Records of labeled points:
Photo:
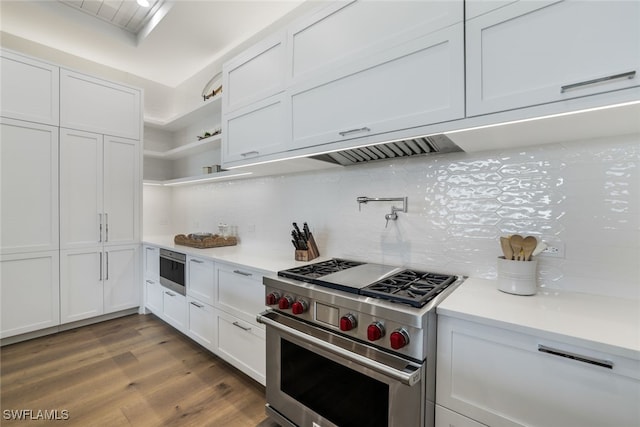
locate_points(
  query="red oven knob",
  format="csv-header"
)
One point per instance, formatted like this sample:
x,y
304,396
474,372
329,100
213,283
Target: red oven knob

**Work required:** Count the lines in the items above that contain the string "knob", matching case exactly, and reply with the number alone.

**Exercise solution:** 2